▸ Recorded data
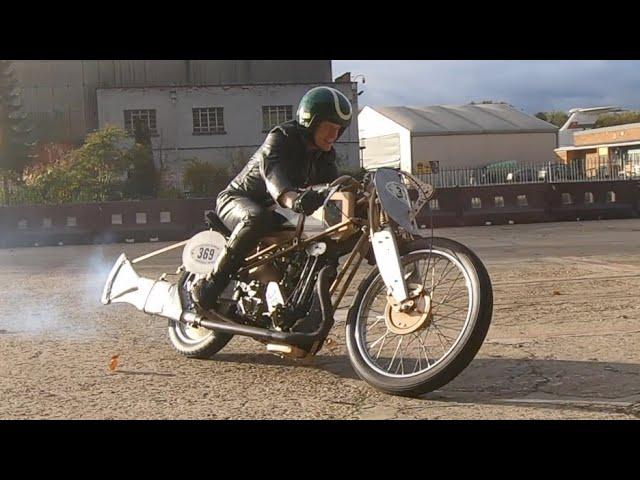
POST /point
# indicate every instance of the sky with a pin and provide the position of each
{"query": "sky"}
(529, 85)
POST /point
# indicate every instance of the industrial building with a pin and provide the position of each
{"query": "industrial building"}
(60, 95)
(613, 152)
(425, 139)
(220, 124)
(213, 110)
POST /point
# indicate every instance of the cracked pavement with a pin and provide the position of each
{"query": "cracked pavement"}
(564, 341)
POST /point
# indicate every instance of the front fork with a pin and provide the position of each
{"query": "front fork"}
(385, 249)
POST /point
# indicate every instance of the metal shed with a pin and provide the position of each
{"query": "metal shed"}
(421, 139)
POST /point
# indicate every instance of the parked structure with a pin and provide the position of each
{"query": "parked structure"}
(425, 139)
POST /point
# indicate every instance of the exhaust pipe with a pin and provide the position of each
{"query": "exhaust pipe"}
(159, 297)
(155, 297)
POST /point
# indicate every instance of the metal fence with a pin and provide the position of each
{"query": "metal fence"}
(507, 173)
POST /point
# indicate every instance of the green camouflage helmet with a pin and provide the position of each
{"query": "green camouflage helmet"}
(324, 103)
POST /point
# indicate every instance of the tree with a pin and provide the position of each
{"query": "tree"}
(612, 119)
(15, 144)
(94, 170)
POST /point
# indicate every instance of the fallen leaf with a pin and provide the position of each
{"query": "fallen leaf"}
(113, 363)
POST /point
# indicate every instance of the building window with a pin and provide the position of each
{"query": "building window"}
(522, 201)
(588, 197)
(208, 121)
(145, 117)
(273, 115)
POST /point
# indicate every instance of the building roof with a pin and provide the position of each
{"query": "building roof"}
(465, 119)
(614, 128)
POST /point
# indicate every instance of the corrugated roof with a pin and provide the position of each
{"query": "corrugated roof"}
(465, 119)
(614, 128)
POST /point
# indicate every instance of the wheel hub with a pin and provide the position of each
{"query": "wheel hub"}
(413, 315)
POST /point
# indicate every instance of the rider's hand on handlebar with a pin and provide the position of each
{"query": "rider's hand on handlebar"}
(308, 202)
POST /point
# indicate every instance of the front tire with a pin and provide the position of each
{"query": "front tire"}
(458, 321)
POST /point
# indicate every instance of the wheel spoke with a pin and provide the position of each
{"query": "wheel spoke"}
(389, 354)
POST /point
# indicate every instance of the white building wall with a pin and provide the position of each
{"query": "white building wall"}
(373, 124)
(242, 120)
(482, 149)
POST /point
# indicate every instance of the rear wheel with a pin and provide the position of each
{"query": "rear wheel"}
(194, 342)
(415, 352)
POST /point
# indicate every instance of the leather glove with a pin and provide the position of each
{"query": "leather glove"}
(308, 202)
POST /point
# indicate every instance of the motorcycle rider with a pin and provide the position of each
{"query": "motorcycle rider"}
(296, 154)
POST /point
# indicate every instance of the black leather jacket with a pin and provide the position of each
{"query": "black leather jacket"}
(283, 163)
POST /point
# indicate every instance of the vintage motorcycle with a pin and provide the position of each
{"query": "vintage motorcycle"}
(416, 320)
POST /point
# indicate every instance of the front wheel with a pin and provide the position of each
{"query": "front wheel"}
(417, 351)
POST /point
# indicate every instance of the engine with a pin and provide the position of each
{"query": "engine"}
(280, 293)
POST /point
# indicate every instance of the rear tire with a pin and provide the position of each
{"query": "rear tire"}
(194, 342)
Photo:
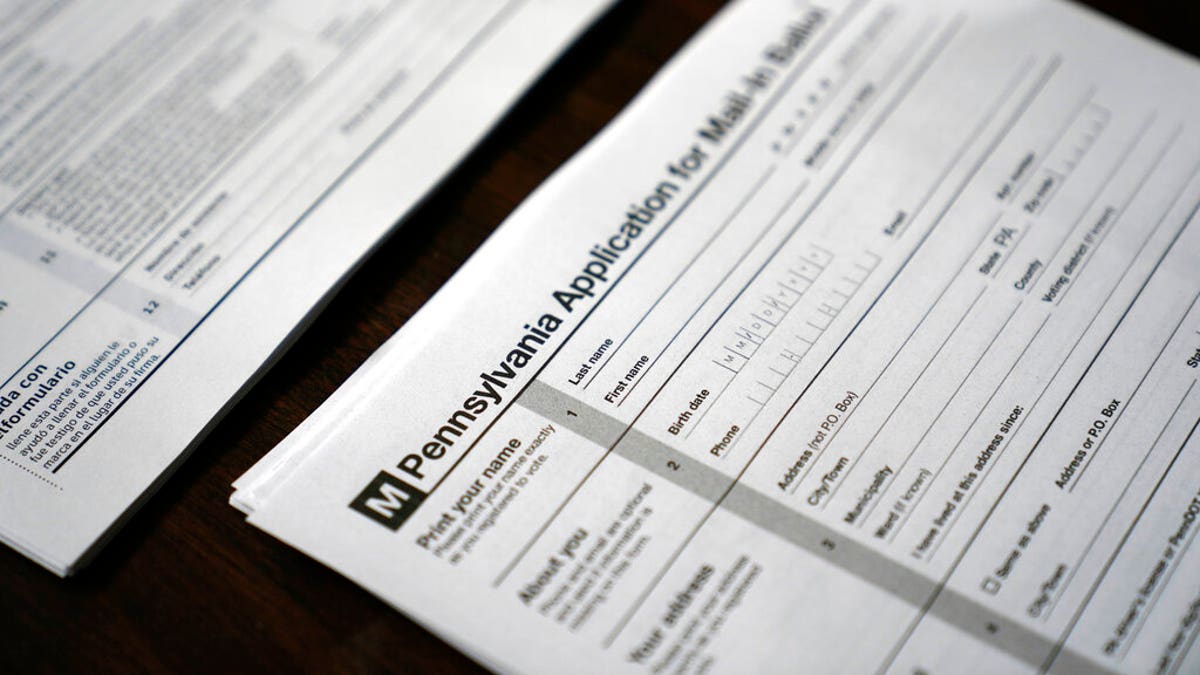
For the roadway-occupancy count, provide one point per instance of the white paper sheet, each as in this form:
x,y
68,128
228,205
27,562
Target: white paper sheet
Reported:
x,y
181,184
865,340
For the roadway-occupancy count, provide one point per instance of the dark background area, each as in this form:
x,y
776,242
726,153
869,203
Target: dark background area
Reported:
x,y
187,585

▸ Directions for this task
Retype the data word for word, please, and keep the images out.

▸ Answer to this problem
POST /point
# indicate every instance of the sky with a pin and provide the position of each
{"query": "sky"}
(529, 85)
POST /point
# indicate every instance of the industrial building with a pin and provide the position of each
{"query": "industrial building"}
(60, 95)
(613, 152)
(425, 139)
(220, 124)
(213, 110)
POST /point
# indicate every instance of the cracked pavement with a pin and provide the position of each
{"query": "cracked pavement"}
(564, 341)
POST /point
# indicate every instance of the front fork with a pin and provide the position of each
{"query": "front fork"}
(385, 249)
POST /point
# indicate every instance of the metal shed with a pin and provide the position of each
{"query": "metal shed"}
(421, 139)
POST /point
# indicate every instance of the parked structure with a pin and provide the position of each
{"query": "parked structure"}
(425, 139)
POST /point
# indicate every instance of the exhaust pipe with a pin and provide the position of each
{"query": "exhaust pipe"}
(159, 297)
(155, 297)
POST /point
# indicate every instance of the metal fence with a pin and provide the position of each
{"query": "metal fence"}
(507, 173)
POST /point
# indicate every instance of the green camouflage helmet with a pin and provide the position of each
{"query": "green camouflage helmet"}
(324, 103)
POST /point
# indicate every instance of the tree with a pin and provide the position of each
{"query": "tree"}
(612, 119)
(15, 144)
(94, 170)
POST /point
# indicate every instance of the fallen leaf with a pin and provide the position of each
{"query": "fallen leaf"}
(113, 363)
POST /point
# indicate every instance of the building window with a pin and provide the position of each
{"query": "building window"}
(522, 201)
(588, 197)
(208, 121)
(145, 117)
(273, 115)
POST /point
# indicate every instance of the building roof with a pin and provide the position of each
{"query": "building roof"}
(465, 119)
(614, 128)
POST /point
# indicate every instance of the corrugated roof with a pin and provide the position of each
{"query": "corrugated roof"}
(465, 119)
(614, 128)
POST /point
# indicate every instance of the wheel hub with a pin and provide the position of each
{"query": "wheel hub"}
(413, 315)
POST /point
# indicate every instance of the rider's hand on handlebar with a pin and provide the position of each
{"query": "rider's hand on handlebar"}
(308, 202)
POST /point
# indicate every instance of the front tire with a pin and provide the position of each
{"query": "front tire"}
(458, 321)
POST /point
# indicate every instance of the wheel spoke with a pin and provide the position of each
{"query": "wheel spoke"}
(389, 354)
POST /point
# indicate every instance of the white building wall with a pin and provide the position of each
{"query": "white building wall"}
(373, 124)
(242, 120)
(482, 149)
POST /point
# indicate every instance of the rear wheel with a pin and provide the position of each
{"query": "rear wheel"}
(194, 342)
(415, 352)
POST /point
# indicate every instance of the leather glove with a pin and provide the position of each
{"query": "leather glove"}
(308, 202)
POST /point
# indicate every instance of the motorcycle rider with a pin and provide the position of each
{"query": "motorcycle rider"}
(296, 154)
POST /point
# indicate every instance of the black leather jacket with a pin and provide the position of each
{"query": "black leather jacket"}
(283, 163)
POST /point
# indicate every instance of the vintage motorcycle with a pin and provide the position of each
{"query": "vintage motorcycle"}
(416, 320)
POST /point
# indicate every instance of the front wheel with a pin and provide the position of each
{"query": "front wheel"}
(417, 351)
POST /point
# indicate every instance of the engine with a pin and provide the position of each
{"query": "engine"}
(280, 293)
POST /point
# indicate every instance of the rear tire with a pin and provide the position of each
{"query": "rear tire"}
(194, 342)
Photo:
For the roadway-occupancy count, provide one point per instance of the white paper sheet, each as in this form:
x,y
68,128
228,205
27,562
Target: white paper sheet
Reported:
x,y
181,184
865,340
For the roadway-occupancy count, provide one point per instance of the dark background area, each as in this form:
x,y
776,242
726,153
869,203
Target: dark background area
Reported:
x,y
187,585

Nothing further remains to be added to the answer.